ENTRIES SHOWN:
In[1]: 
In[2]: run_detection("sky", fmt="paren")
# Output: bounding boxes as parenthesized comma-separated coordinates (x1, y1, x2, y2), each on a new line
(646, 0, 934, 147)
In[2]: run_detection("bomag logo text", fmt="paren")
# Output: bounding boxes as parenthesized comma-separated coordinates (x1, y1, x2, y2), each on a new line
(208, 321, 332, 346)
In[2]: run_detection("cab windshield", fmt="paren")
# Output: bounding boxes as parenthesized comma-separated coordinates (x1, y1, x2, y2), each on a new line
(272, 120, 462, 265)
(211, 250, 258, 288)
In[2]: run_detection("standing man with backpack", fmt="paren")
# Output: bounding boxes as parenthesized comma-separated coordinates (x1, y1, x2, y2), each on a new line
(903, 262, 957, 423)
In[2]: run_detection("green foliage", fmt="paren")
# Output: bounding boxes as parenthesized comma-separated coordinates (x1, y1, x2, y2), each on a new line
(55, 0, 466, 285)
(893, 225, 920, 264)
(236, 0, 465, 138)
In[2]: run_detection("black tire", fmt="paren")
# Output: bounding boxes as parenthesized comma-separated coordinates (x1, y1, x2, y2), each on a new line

TRY IT:
Repeat the data in full, keeping each word exactly as it is.

PROBLEM SOLUTION:
In[1]: 
In[2]: run_detection("sky", fmt="paren")
# Output: bounding boxes as parenthesized comma-separated coordinates (x1, y1, x2, y2), each on a new line
(646, 0, 934, 147)
In[2]: run_detection("bomag logo text", fmt="paren")
# Output: bounding boxes as parenthesized comma-separated coordinates (x1, y1, x2, y2), each on a new line
(208, 321, 332, 346)
In[2]: run_detection("cab windshield", fmt="paren")
# Output: bounding boxes as parenthesized comma-separated coordinates (x1, y1, x2, y2), each on a new line
(272, 120, 462, 265)
(211, 250, 258, 288)
In[2]: run_detection("standing man with backpack", fmt="paren")
# Output: bounding boxes as parenthesized comma-separated coordinates (x1, y1, x2, y2), each on a new line
(903, 262, 957, 423)
In[2]: run_detection("green foliage", fmt="paren")
# Output: bounding boxes as parenthesized comma-separated coordinates (x1, y1, x2, y2), each on a new line
(55, 0, 466, 285)
(893, 225, 920, 264)
(236, 0, 465, 138)
In[2]: run_detection("black tire", fmt="paren")
# Output: bounding boxes as parenthesized comma-separated coordinates (x1, y1, x2, y2), each on a new line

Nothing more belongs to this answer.